--- START ---

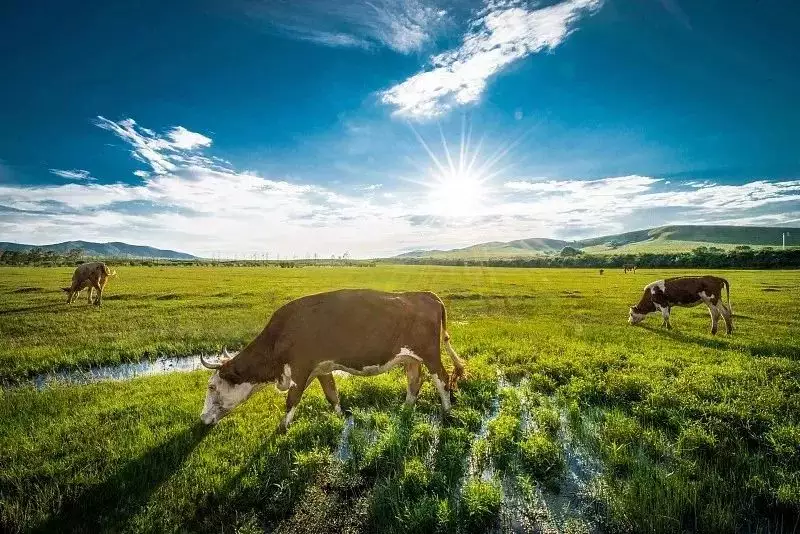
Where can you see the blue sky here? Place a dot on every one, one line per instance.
(306, 127)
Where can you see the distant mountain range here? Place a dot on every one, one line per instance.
(107, 250)
(656, 240)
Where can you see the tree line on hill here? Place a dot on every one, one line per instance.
(39, 257)
(742, 257)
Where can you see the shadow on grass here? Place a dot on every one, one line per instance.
(710, 342)
(52, 305)
(106, 506)
(725, 342)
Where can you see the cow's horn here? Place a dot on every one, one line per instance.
(209, 365)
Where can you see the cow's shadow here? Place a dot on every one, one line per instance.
(107, 506)
(24, 309)
(719, 342)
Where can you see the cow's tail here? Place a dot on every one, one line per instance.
(458, 363)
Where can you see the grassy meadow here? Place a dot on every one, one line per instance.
(569, 420)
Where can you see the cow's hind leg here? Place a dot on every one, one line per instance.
(98, 301)
(665, 317)
(440, 379)
(414, 377)
(329, 388)
(727, 316)
(712, 309)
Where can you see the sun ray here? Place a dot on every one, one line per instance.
(460, 188)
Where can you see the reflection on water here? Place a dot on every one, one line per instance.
(121, 371)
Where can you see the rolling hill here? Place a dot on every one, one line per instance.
(105, 250)
(675, 238)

--- END ---

## WHAT THE EXERCISE ASKS
Transcribe the complete set of entries verbatim. No pictures belong in the copy.

## RESPONSE BOX
Where can you see the blue sky here? Place a dot on every one, one line per instance.
(306, 127)
Where can you see the distant mountain range here? Place a dot on every one, one line per instance.
(107, 250)
(656, 240)
Where can you see the tree line on hill here? Place a dot on every one, one line per instance.
(39, 257)
(742, 257)
Where can you see the shadow on grass here? Place a dot on every one, one line per instance.
(710, 342)
(52, 305)
(106, 506)
(725, 342)
Where can you see the cow's horn here? Place a dot on every one, one line per instance.
(209, 365)
Where can you see the cow's shadow here? Place a dot on every one, one line per instance.
(107, 506)
(24, 309)
(719, 342)
Where can you see the cow's tail here? Place a dot on every one, one line per instance.
(458, 363)
Where can you see the grassy meadow here? Place a dot on every one, one line per instance.
(569, 420)
Where can you see the cow's hind leg here? Place a dot on every one, one line per instance.
(98, 301)
(665, 317)
(440, 379)
(414, 377)
(329, 388)
(727, 316)
(712, 309)
Where can you see the sun ray here? Place a dot on every one, one line per instance.
(460, 188)
Where can you see the reflection on water here? Place a dot on every one, one line per instance.
(121, 371)
Where can you see the rolling hill here? Place a dot on every one, one line per instance.
(105, 250)
(675, 238)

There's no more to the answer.